=== Data to use ===

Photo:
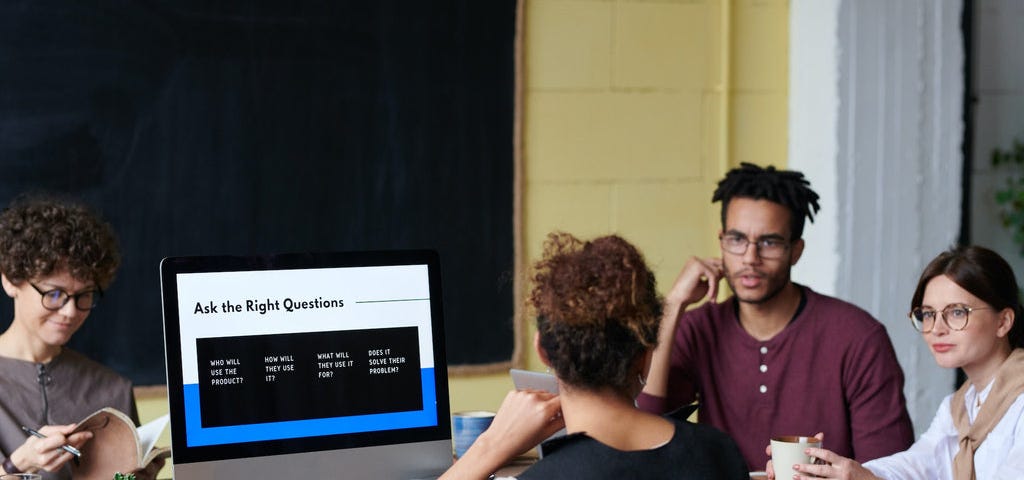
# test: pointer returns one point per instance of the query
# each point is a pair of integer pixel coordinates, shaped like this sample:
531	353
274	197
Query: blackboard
260	127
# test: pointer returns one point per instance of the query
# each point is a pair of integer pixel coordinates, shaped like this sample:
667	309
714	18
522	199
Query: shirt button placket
764	368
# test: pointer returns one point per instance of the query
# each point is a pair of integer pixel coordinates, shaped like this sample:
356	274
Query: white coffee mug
787	450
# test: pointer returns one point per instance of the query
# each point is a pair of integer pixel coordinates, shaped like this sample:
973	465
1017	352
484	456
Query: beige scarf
1009	385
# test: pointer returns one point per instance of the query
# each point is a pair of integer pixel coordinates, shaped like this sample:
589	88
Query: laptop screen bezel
172	266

===

Rewrite the whole listing above with every "pointer" renamed to "locator" and nothing else changed. Leave the pictures out of your answer.

Photo:
# test: locator returns one point per instance of the query
# each point is a pair of integer pixel coordinates, shaped like this sample:
531	353
274	197
Query: blackboard
260	127
# test: locator returns one point per instance of the query
# each point is a pair of integer pixel coordinates, shaped like this sample:
667	309
714	18
522	199
Query: shirt button placket
764	368
# test: locator returns one point per instance of the query
# each point is a pair of integer pixel coordinates, shaped like this sample:
356	274
Query: white coffee mug
787	450
# test: locator returns one point per instance of the query
# each point is a pair of integer pixel coordinates, shaped like this sample:
973	465
1017	352
484	456
Query: beige scarf
1009	385
# test: locator returns one point per instance of the query
# each point is a pair of integer pixel coordinates, shaped like this sample:
589	88
Query: laptop screen bezel
172	266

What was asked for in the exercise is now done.